• _Written request_: All of the material should be reproduced exactly, with pictures left out.

═════ Data shown ═════

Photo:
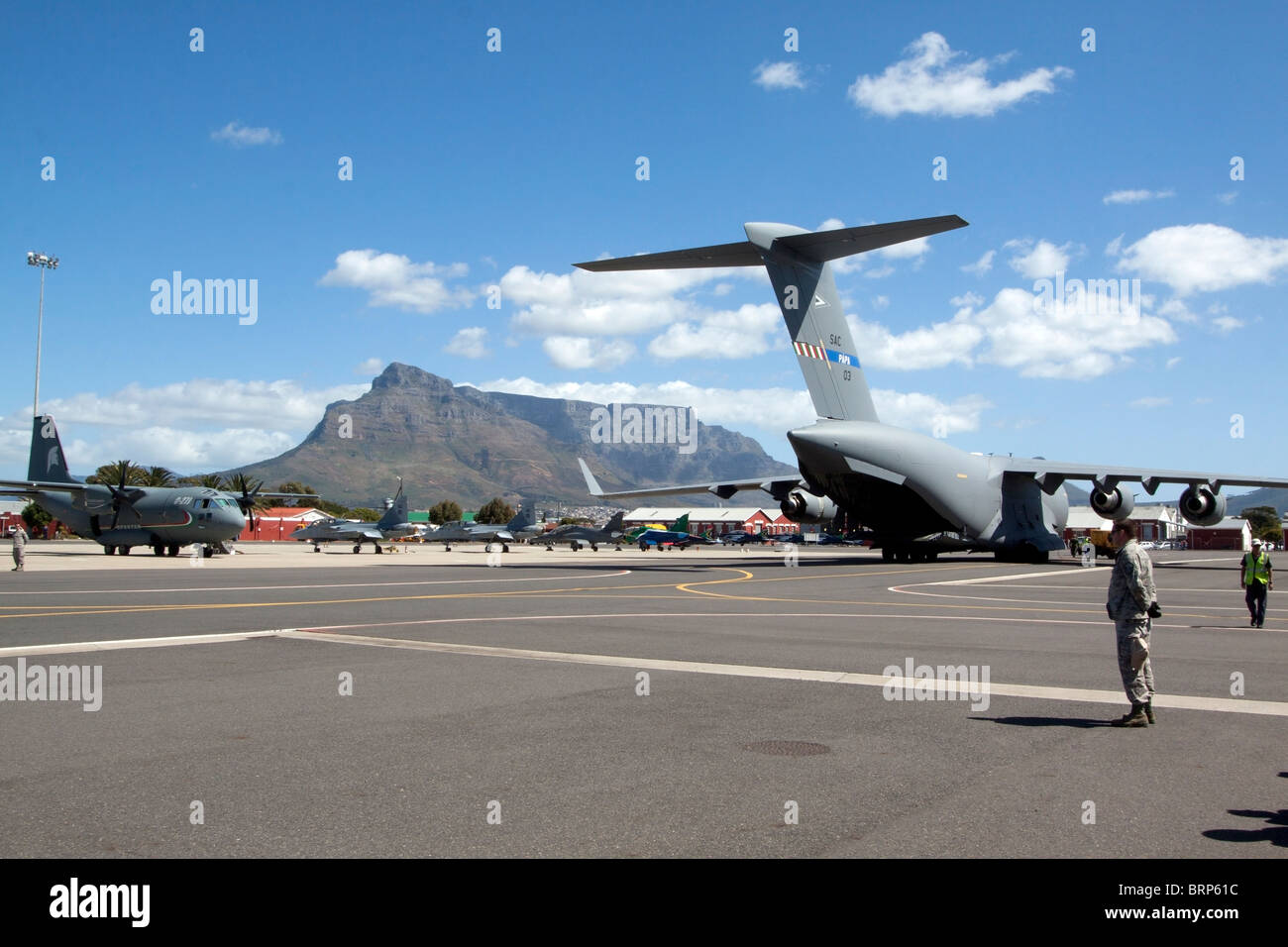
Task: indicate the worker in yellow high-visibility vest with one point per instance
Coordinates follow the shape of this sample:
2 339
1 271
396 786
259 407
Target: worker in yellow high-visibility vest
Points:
1256 575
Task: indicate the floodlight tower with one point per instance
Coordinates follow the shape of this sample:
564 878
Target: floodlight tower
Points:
44 262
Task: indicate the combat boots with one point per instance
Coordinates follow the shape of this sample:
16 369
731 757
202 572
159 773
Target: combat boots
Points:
1136 718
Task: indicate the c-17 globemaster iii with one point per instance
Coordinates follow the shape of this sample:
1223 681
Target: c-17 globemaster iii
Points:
902 484
123 515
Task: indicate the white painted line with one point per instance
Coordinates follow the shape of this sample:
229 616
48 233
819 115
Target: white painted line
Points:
123 643
1051 693
330 585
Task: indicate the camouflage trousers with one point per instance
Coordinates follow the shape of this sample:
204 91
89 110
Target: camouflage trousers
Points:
1138 684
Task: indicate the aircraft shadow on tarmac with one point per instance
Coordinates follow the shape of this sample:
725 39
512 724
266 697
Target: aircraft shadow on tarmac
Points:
1275 831
1076 722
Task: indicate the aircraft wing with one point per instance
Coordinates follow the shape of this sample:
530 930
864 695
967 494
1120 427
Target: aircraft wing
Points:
1051 474
26 487
776 486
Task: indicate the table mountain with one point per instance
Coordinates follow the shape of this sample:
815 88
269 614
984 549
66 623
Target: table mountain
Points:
460 444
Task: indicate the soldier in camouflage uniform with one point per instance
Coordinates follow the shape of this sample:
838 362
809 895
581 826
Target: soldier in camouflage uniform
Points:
20 548
1131 595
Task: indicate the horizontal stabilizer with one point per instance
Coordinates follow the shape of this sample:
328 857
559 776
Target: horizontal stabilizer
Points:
831 245
818 247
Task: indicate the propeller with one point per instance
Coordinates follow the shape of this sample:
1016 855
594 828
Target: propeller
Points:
121 496
246 501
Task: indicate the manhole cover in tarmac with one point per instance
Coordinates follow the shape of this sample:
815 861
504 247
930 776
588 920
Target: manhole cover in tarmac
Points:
787 748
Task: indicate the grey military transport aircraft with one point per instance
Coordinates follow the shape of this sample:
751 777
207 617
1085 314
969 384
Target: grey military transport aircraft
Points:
393 525
522 527
917 493
578 535
120 517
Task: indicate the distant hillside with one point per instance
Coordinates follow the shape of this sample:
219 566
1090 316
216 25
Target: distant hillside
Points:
469 446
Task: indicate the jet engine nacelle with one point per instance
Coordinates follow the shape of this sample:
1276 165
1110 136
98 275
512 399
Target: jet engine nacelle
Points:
1113 504
1201 506
807 508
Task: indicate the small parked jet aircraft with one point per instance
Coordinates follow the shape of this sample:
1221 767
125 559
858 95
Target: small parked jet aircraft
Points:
124 515
576 535
522 527
393 525
902 484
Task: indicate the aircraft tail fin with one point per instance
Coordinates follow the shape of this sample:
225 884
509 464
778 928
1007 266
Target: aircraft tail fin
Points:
526 517
395 512
798 264
47 463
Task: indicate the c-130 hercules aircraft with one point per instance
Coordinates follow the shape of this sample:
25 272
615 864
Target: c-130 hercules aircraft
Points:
902 484
120 517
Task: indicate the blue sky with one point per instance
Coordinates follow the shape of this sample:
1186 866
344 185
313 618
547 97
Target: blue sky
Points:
476 169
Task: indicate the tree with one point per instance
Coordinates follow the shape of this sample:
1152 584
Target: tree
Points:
158 476
35 518
211 480
1265 525
494 510
111 474
445 512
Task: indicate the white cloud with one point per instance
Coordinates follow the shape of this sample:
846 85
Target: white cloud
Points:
1177 311
394 279
966 299
1205 258
730 334
622 303
198 425
468 343
931 347
1086 337
1136 196
243 137
769 408
1038 261
928 81
982 265
778 75
580 352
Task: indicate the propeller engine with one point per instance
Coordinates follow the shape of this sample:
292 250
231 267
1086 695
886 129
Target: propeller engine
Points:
121 496
1202 506
246 501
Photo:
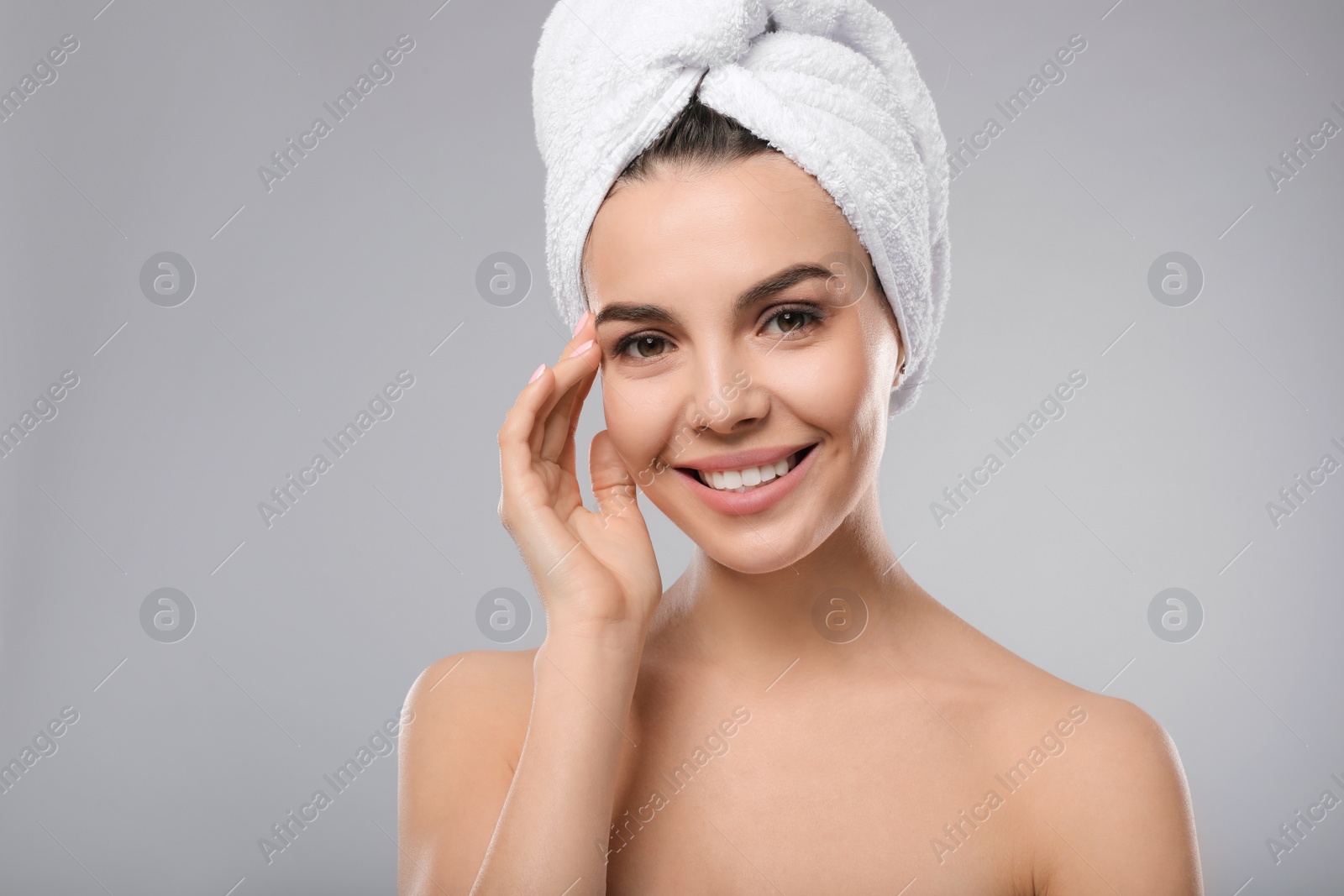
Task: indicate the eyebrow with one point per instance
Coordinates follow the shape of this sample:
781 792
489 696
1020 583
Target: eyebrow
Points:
772 285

═════

• _Result below_:
Photo:
Task: indicate the worker in yellow high-visibility vest with one point per instance
Coordinates follow the shape of this sample:
2 339
1 271
396 786
259 407
Target: worker in yellow high-visibility vest
Points:
1256 575
Task: indicate the floodlight tower with one point per instance
Coordinates follow the shape of this sample:
564 878
Target: floodlight tower
Points:
44 262
Task: indicate the combat boots with one point per instance
Coordinates follow the shape of this sample:
16 369
731 757
202 572
159 773
Target: combat boots
Points:
1136 718
Task: indicate the c-17 globemaster iii with one point per instance
Coordinates follow the shape of this sample:
1223 681
Target: c-17 globemaster iii
Points:
902 484
123 515
Task: indicate the white painted line with one point per instance
Coordinates follow the shape of this sample:
229 616
48 233
819 115
Target: white painted line
Points:
123 643
1051 693
330 585
Task: indicate the camouflage trousers with one point per instance
Coordinates follow the shape of this sample:
204 91
89 110
Target: camouflage trousers
Points:
1138 684
Task: indicate the aircraft shadow on tarmac with one point per instance
Coordinates follow the shape of this sample:
725 39
512 724
266 697
Target: aircraft shadow on tarmac
Points:
1275 831
1076 722
Task: indicate the aircraft wing with one point per instance
Coordinates follow the shape of this sample:
530 930
864 695
967 494
1120 427
Target: aircraft wing
Points:
1051 474
26 487
776 486
Task: indicate the table mountain with one point per instance
Coordinates follow the shape of this sample:
815 88
269 614
984 549
66 623
Target: table mountain
Points:
460 444
Task: indicate the soldier in camouflage uniform with one point per instance
Coordinates follow the shape of this sample:
838 362
809 895
581 826
Target: soldier in camouflage uniform
Points:
20 548
1131 595
Task: indicate the horizontal stabilizer with one point per instance
Coordinates follow the shape of this sample:
328 857
559 776
Target: horizontal stabilizer
Points:
831 245
818 247
Task: indicate the propeller with one point per instance
Coordinates follow the shape of this sample:
1016 855
594 828
Target: propeller
Points:
121 496
246 501
Task: indicate the manhole cover in tarmac with one point per instance
Coordinates follow the shape of this sample:
815 861
504 247
930 776
588 920
Target: manhole cover in tarmac
Points:
787 748
Task: indicate the grey military transport aircraft with one point per instance
Coordinates follow the shape of this sample:
751 777
207 617
1085 314
969 384
Target: grey military transport aircraft
Points:
393 525
522 527
917 493
578 535
120 517
Task: indicate the distant hillside with one point per instance
Coordinates follow the shape of this sample:
219 566
1090 316
216 25
Target: distant hillside
Points:
469 446
Task: indicate the jet engine nacelle with one point per instance
Coordinates follow the shape of this sample:
1276 165
1110 136
98 275
512 399
Target: jet engine nacelle
Points:
1113 504
1201 506
807 508
Task: indicate the small parked jet aircraft with one point per instance
Coordinates follow the shape of this sample:
1221 767
125 559
858 95
Target: small parked jet aircraft
Points:
124 515
576 535
522 527
393 525
902 484
Task: indicate the aircraft tail fin with one point per instance
Coordinates follow the shape of this sample:
225 884
509 464
778 928
1007 266
Target: aircraft tail fin
Points:
526 517
395 512
798 264
47 463
Task: indicate the c-130 hercules aircraft with one point per instance
Coordinates follow the shape of this sample:
25 272
615 864
Target: c-130 hercules aircraft
Points:
902 484
120 517
Task: indicate the blue sky with one point per instance
Coordinates follow the shape of this sample:
1186 866
344 185
313 618
547 97
Target: blue sky
Points:
476 169
Task: indicate the tree with one point per instance
Coordinates follow the shape of this sample:
1152 584
Target: tree
Points:
158 476
35 518
211 480
1265 525
494 510
111 474
445 512
Task: indicate the white cloud with one point per instance
Coordinates follow the shape of this sample:
846 85
Target: white cloud
Points:
1177 311
394 279
966 299
1205 258
730 334
622 303
198 425
468 343
931 347
1086 337
1136 196
243 137
769 408
1038 261
928 81
982 265
778 75
580 352
Task: indicate the propeller engine with one point per instance
Coordinates follow the shape of this sample:
292 250
231 267
1086 695
886 129
Target: propeller engine
Points:
121 496
1202 506
246 501
Photo:
Task: indicate the eyebrow with one point per instance
Coordinates follow the shape of this sample:
781 792
489 696
1020 583
Target: eyebrow
Points:
772 285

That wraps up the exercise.